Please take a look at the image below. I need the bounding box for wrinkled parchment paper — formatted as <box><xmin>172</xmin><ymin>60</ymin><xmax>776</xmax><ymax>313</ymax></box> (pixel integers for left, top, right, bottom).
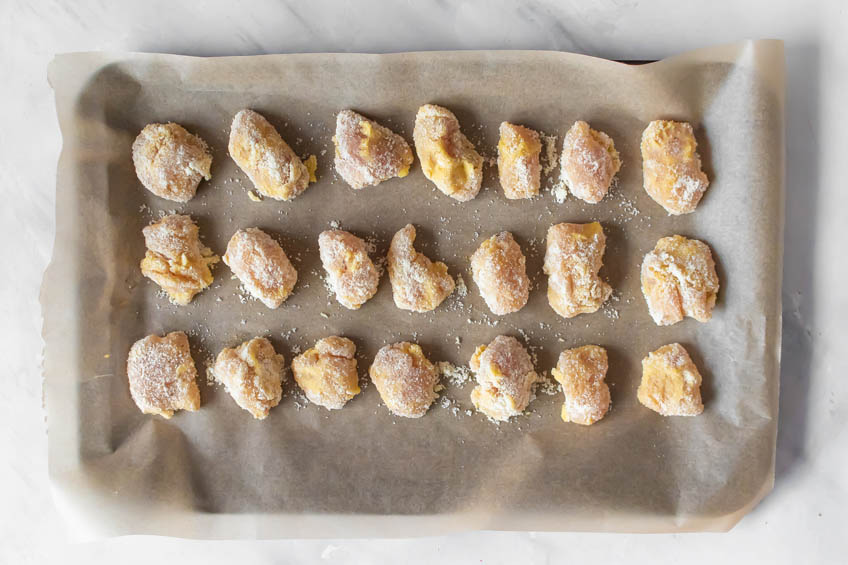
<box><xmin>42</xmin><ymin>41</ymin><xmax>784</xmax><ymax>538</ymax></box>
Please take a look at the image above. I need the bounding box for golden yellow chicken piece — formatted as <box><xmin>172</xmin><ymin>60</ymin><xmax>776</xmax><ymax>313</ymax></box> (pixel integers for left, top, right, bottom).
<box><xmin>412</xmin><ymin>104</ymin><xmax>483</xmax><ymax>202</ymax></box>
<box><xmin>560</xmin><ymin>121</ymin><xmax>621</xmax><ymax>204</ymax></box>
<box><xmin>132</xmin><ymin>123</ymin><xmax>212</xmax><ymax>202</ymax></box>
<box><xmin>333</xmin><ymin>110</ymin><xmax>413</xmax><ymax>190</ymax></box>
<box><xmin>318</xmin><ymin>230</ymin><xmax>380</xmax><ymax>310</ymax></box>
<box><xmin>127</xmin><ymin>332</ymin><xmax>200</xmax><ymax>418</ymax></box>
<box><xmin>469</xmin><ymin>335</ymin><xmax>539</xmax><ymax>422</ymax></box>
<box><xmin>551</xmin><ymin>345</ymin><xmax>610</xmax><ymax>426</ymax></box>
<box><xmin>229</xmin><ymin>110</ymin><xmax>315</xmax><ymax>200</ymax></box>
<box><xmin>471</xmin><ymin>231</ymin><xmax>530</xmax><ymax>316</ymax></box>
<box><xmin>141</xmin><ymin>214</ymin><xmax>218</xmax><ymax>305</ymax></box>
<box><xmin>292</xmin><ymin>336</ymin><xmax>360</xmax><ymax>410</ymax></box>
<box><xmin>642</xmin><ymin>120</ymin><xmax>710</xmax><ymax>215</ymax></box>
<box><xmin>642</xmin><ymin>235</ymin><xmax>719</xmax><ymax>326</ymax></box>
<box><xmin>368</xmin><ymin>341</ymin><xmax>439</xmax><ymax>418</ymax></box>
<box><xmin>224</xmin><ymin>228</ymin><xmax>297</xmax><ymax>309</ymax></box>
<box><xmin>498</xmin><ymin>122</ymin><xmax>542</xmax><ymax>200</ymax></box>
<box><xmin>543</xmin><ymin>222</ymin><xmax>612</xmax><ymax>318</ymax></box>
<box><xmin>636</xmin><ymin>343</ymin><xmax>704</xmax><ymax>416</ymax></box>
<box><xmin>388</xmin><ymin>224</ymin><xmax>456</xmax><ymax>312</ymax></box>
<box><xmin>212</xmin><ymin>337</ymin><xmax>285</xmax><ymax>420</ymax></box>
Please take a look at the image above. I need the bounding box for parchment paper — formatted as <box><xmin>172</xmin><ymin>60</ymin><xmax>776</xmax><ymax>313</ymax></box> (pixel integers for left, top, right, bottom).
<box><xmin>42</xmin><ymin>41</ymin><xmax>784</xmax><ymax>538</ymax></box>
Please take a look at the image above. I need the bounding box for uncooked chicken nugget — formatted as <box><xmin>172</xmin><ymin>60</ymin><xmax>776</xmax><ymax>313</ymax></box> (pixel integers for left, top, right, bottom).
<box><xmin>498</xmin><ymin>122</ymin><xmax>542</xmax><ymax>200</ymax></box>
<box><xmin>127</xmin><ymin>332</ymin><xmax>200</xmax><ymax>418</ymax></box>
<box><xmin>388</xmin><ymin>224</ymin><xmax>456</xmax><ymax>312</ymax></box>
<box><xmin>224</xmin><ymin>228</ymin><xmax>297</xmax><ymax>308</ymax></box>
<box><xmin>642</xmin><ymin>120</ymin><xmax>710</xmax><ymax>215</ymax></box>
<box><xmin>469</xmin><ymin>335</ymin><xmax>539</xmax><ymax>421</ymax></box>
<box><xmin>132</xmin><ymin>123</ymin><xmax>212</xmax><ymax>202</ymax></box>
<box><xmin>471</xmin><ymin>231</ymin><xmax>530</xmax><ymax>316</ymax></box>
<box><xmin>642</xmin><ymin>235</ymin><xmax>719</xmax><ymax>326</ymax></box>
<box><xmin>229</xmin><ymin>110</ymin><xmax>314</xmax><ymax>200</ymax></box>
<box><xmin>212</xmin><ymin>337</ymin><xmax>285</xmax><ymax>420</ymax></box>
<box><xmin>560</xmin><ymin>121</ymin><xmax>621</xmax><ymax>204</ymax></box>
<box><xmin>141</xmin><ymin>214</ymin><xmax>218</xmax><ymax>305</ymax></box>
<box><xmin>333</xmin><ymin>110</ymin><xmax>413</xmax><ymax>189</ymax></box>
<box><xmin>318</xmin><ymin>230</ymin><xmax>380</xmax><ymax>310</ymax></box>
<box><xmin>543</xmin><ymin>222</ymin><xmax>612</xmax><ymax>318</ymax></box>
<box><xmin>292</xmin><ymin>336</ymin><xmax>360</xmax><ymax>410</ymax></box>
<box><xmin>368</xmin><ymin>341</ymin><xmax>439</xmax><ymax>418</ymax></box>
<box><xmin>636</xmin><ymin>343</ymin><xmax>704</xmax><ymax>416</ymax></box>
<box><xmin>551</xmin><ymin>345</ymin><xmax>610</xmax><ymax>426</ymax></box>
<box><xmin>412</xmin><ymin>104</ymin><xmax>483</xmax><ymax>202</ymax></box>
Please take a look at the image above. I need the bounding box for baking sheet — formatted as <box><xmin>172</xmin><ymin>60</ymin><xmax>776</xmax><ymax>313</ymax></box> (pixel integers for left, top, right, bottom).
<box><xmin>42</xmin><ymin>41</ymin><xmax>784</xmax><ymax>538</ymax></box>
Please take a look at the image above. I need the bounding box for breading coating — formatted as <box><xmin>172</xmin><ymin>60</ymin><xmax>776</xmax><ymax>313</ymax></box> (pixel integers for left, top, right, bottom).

## Stated goal
Please swap "image" for "picture" everywhere in the data above and write it all out again with nothing else changed. Leave the pictures out.

## The reply
Please take a look at the picture below. I need the bounding box for wrinkled parchment paper — formatted as <box><xmin>172</xmin><ymin>60</ymin><xmax>776</xmax><ymax>313</ymax></box> (pixel integers for left, top, right, bottom).
<box><xmin>42</xmin><ymin>41</ymin><xmax>784</xmax><ymax>538</ymax></box>
Please take a look at the picture above. I need the bounding box for golden yellow chicken piece — formatted as <box><xmin>172</xmin><ymin>60</ymin><xmax>776</xmax><ymax>313</ymax></box> (pixel integers for left, top, right, bottom).
<box><xmin>412</xmin><ymin>104</ymin><xmax>483</xmax><ymax>202</ymax></box>
<box><xmin>560</xmin><ymin>121</ymin><xmax>621</xmax><ymax>204</ymax></box>
<box><xmin>132</xmin><ymin>123</ymin><xmax>212</xmax><ymax>202</ymax></box>
<box><xmin>333</xmin><ymin>110</ymin><xmax>413</xmax><ymax>190</ymax></box>
<box><xmin>318</xmin><ymin>230</ymin><xmax>380</xmax><ymax>310</ymax></box>
<box><xmin>127</xmin><ymin>332</ymin><xmax>200</xmax><ymax>418</ymax></box>
<box><xmin>469</xmin><ymin>335</ymin><xmax>539</xmax><ymax>422</ymax></box>
<box><xmin>551</xmin><ymin>345</ymin><xmax>610</xmax><ymax>426</ymax></box>
<box><xmin>229</xmin><ymin>110</ymin><xmax>315</xmax><ymax>200</ymax></box>
<box><xmin>471</xmin><ymin>231</ymin><xmax>530</xmax><ymax>316</ymax></box>
<box><xmin>141</xmin><ymin>214</ymin><xmax>218</xmax><ymax>305</ymax></box>
<box><xmin>292</xmin><ymin>336</ymin><xmax>360</xmax><ymax>410</ymax></box>
<box><xmin>642</xmin><ymin>120</ymin><xmax>710</xmax><ymax>215</ymax></box>
<box><xmin>642</xmin><ymin>235</ymin><xmax>719</xmax><ymax>326</ymax></box>
<box><xmin>368</xmin><ymin>341</ymin><xmax>439</xmax><ymax>418</ymax></box>
<box><xmin>224</xmin><ymin>228</ymin><xmax>297</xmax><ymax>309</ymax></box>
<box><xmin>498</xmin><ymin>122</ymin><xmax>542</xmax><ymax>200</ymax></box>
<box><xmin>543</xmin><ymin>222</ymin><xmax>612</xmax><ymax>318</ymax></box>
<box><xmin>636</xmin><ymin>343</ymin><xmax>704</xmax><ymax>416</ymax></box>
<box><xmin>388</xmin><ymin>224</ymin><xmax>456</xmax><ymax>312</ymax></box>
<box><xmin>212</xmin><ymin>337</ymin><xmax>285</xmax><ymax>420</ymax></box>
Please take a look at the picture above. I need the bounding box for parchment paper — formatted as <box><xmin>172</xmin><ymin>60</ymin><xmax>776</xmax><ymax>313</ymax></box> (pixel integers for left, top, right, bottom).
<box><xmin>42</xmin><ymin>41</ymin><xmax>784</xmax><ymax>538</ymax></box>
Please take a look at the picture above. I need the bounding box for uncooked chicken nugget — formatted as <box><xmin>172</xmin><ymin>60</ymin><xmax>776</xmax><ymax>313</ymax></box> (pixel integers for left, top, right, bottom).
<box><xmin>498</xmin><ymin>122</ymin><xmax>542</xmax><ymax>200</ymax></box>
<box><xmin>127</xmin><ymin>332</ymin><xmax>200</xmax><ymax>418</ymax></box>
<box><xmin>388</xmin><ymin>224</ymin><xmax>456</xmax><ymax>312</ymax></box>
<box><xmin>224</xmin><ymin>228</ymin><xmax>297</xmax><ymax>308</ymax></box>
<box><xmin>642</xmin><ymin>120</ymin><xmax>710</xmax><ymax>215</ymax></box>
<box><xmin>469</xmin><ymin>335</ymin><xmax>539</xmax><ymax>421</ymax></box>
<box><xmin>132</xmin><ymin>123</ymin><xmax>212</xmax><ymax>202</ymax></box>
<box><xmin>471</xmin><ymin>231</ymin><xmax>530</xmax><ymax>316</ymax></box>
<box><xmin>642</xmin><ymin>235</ymin><xmax>719</xmax><ymax>326</ymax></box>
<box><xmin>229</xmin><ymin>110</ymin><xmax>314</xmax><ymax>200</ymax></box>
<box><xmin>212</xmin><ymin>337</ymin><xmax>285</xmax><ymax>420</ymax></box>
<box><xmin>560</xmin><ymin>121</ymin><xmax>621</xmax><ymax>204</ymax></box>
<box><xmin>141</xmin><ymin>214</ymin><xmax>218</xmax><ymax>305</ymax></box>
<box><xmin>333</xmin><ymin>110</ymin><xmax>413</xmax><ymax>189</ymax></box>
<box><xmin>318</xmin><ymin>230</ymin><xmax>380</xmax><ymax>310</ymax></box>
<box><xmin>543</xmin><ymin>222</ymin><xmax>612</xmax><ymax>318</ymax></box>
<box><xmin>292</xmin><ymin>336</ymin><xmax>360</xmax><ymax>410</ymax></box>
<box><xmin>368</xmin><ymin>341</ymin><xmax>439</xmax><ymax>418</ymax></box>
<box><xmin>636</xmin><ymin>343</ymin><xmax>704</xmax><ymax>416</ymax></box>
<box><xmin>551</xmin><ymin>345</ymin><xmax>610</xmax><ymax>426</ymax></box>
<box><xmin>412</xmin><ymin>104</ymin><xmax>483</xmax><ymax>202</ymax></box>
Please take a look at the picture above. I need the bounding box for baking sheet — formatted as <box><xmin>172</xmin><ymin>60</ymin><xmax>776</xmax><ymax>313</ymax></box> (pixel integers for left, top, right, bottom).
<box><xmin>42</xmin><ymin>41</ymin><xmax>784</xmax><ymax>538</ymax></box>
Please take a look at the picture above. I need the bounding box for breading coating — formatted as <box><xmin>172</xmin><ymin>60</ymin><xmax>776</xmax><ymax>313</ymax></box> (pixel integers for left, top, right, bottom).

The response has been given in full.